▶ **Task instructions**: Copy out every line exactly as given.

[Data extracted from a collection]
━━━━━━━━━━━━━━━━

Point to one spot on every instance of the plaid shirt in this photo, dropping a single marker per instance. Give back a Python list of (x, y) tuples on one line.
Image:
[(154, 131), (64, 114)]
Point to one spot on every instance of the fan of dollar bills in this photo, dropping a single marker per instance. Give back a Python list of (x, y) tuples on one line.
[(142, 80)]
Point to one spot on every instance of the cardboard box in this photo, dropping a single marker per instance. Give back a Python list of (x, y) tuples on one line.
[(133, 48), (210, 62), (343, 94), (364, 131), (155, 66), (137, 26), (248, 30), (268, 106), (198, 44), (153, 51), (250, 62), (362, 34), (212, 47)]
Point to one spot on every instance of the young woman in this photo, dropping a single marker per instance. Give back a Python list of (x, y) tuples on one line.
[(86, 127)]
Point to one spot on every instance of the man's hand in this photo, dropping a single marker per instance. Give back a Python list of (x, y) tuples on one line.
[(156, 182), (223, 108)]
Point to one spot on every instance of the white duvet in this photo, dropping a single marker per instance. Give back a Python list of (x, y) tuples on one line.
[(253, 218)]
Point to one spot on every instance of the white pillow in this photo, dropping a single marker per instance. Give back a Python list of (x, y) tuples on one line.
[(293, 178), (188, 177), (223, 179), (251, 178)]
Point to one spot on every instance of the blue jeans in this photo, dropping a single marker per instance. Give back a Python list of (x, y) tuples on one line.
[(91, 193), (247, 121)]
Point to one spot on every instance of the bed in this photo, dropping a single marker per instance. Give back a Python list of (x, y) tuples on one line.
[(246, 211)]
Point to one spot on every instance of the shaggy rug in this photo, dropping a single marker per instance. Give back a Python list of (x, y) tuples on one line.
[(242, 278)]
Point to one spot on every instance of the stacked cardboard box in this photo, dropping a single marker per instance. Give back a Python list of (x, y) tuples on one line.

━━━━━━━━━━━━━━━━

▶ **Response to the exercise**:
Point to one spot on every instance of the plaid shirt in this photo, dropping a single marker per instance. Give back a Python list of (x, y) tuples on one line.
Image:
[(154, 131), (64, 114)]
Point to one spot on every instance of the fan of dollar bills in this photo, dropping a single marker per instance. Give back a Python list of (x, y) tuples on one line.
[(142, 80)]
Point to one spot on every instance of the cardboard box in this photo, dropping a single marker per instance. Give back a Python list of (x, y) tuples on one line.
[(133, 48), (210, 62), (343, 94), (364, 131), (155, 66), (137, 26), (248, 30), (268, 106), (198, 44), (153, 51), (250, 62), (362, 34), (212, 47)]
Point to one spot on every instance of the young woman in this photo, dropping a single marker per instance. Give back a Python list of (x, y) tuples on one line.
[(86, 127)]
Point to one spot on every instance of the man's hand in this photo, dropping a single marker per instance. Give back a Python list of (x, y) tuples on one line.
[(156, 182), (223, 108)]
Point to one spot on every instance of the white duvet in this photo, dropping a single marker per instance. Give back a Python list of (x, y) tuples on one line.
[(253, 218)]
Point to one spot on every instance of the white pillow in this photo, dropping a single marker per instance. Give back a Python list of (x, y) tuples on one line.
[(293, 178), (188, 177), (223, 179), (251, 178)]
Point to one spot on every instance of the blue jeans in this photo, dropping a single marker per instance. Give back a Python list of (x, y) tuples on one line.
[(91, 193), (247, 121)]
Point to one spot on every instance of the bed in this photo, dropping a single marker per instance. Give back a Python list of (x, y) tuples on one line.
[(246, 211)]
Point to one spot on every instance of the shaggy rug in this photo, dropping a single marker per instance. Give back a Python list of (x, y) tuples on one line.
[(242, 278)]
Point to one spot on every instance of the stacked cardboard box in this photo, dropping a single marker per instance. Give back a Python list of (x, y) tuples on one line.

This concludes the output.